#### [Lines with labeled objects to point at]
↓
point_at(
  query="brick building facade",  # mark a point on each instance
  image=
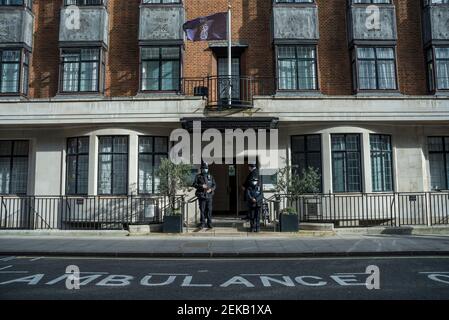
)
(359, 92)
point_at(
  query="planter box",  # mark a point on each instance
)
(173, 224)
(289, 223)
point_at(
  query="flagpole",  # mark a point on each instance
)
(230, 52)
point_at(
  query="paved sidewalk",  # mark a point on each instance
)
(160, 246)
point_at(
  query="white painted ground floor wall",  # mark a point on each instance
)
(48, 143)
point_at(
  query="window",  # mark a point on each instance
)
(113, 165)
(13, 167)
(306, 153)
(77, 166)
(429, 2)
(297, 68)
(375, 68)
(346, 163)
(372, 1)
(161, 1)
(381, 163)
(27, 3)
(439, 162)
(160, 68)
(151, 152)
(81, 70)
(438, 68)
(294, 1)
(83, 2)
(13, 71)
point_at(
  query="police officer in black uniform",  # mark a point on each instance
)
(253, 174)
(205, 188)
(254, 198)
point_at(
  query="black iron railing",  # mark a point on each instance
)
(112, 213)
(366, 210)
(82, 213)
(224, 92)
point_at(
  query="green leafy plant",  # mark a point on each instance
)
(294, 185)
(289, 210)
(175, 179)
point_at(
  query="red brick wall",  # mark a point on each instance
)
(44, 65)
(410, 53)
(251, 25)
(333, 55)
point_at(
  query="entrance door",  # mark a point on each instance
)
(229, 199)
(223, 82)
(222, 192)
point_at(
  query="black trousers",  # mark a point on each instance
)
(254, 216)
(206, 212)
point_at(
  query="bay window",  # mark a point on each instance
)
(13, 167)
(297, 68)
(77, 166)
(151, 152)
(14, 65)
(374, 68)
(346, 163)
(80, 70)
(113, 165)
(439, 162)
(381, 163)
(160, 68)
(438, 68)
(306, 153)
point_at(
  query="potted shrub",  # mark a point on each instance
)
(288, 220)
(173, 222)
(175, 180)
(293, 186)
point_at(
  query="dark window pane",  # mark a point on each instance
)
(160, 145)
(298, 144)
↑
#### [YOUR INSTRUCTIONS]
Rename "police officer" to "security guard" throughout the lines above, leaving everything else unchanged. Omit the pictures from your answer.

#### [ANSWER BELOW]
point_at(
  query="brick building facade",  # mark a point on each instance
  image=
)
(359, 92)
point_at(
  query="planter box",  # mark a point on each instance
)
(173, 224)
(289, 223)
point_at(
  query="flagpole",  # mark a point on each instance
)
(230, 52)
point_at(
  query="paved sidewalk",  # mark a point on each instance
)
(160, 246)
point_at(
  query="white painted ground floor wall",  # mark a point on each instance
)
(48, 143)
point_at(
  query="window",  # mark a point on each instance
)
(113, 165)
(13, 167)
(306, 153)
(77, 166)
(429, 2)
(297, 68)
(375, 68)
(346, 163)
(372, 1)
(161, 1)
(381, 163)
(27, 3)
(439, 162)
(160, 68)
(151, 152)
(81, 70)
(438, 68)
(294, 1)
(83, 2)
(13, 71)
point_at(
  query="security guard in black uniform",  # mark a point on each instance
)
(253, 174)
(205, 188)
(254, 198)
point_at(
  query="black iron railing",  # mark a point on each instance
)
(112, 213)
(366, 210)
(82, 213)
(224, 92)
point_at(
  query="green leafy plant",  # mark a point on each instance
)
(294, 185)
(289, 210)
(175, 179)
point_at(
  query="red brick wall",  # mark a point on each instance
)
(44, 65)
(410, 53)
(251, 25)
(333, 55)
point_at(
  query="entrance door",  # mark a point on each instance
)
(229, 199)
(223, 82)
(222, 192)
point_at(
  query="black trousers",  # mark a point on each instance
)
(254, 216)
(206, 212)
point_at(
  query="bay window",  # mark a point on each instance
)
(13, 167)
(297, 68)
(77, 166)
(151, 152)
(14, 65)
(374, 68)
(346, 163)
(80, 70)
(113, 165)
(439, 162)
(381, 163)
(160, 68)
(438, 68)
(306, 153)
point_at(
  query="potted shrub",  # mark a point on each instance
)
(288, 220)
(173, 222)
(175, 180)
(293, 186)
point_at(
  query="dark window pane",  # mark a point on each instance
)
(160, 145)
(298, 144)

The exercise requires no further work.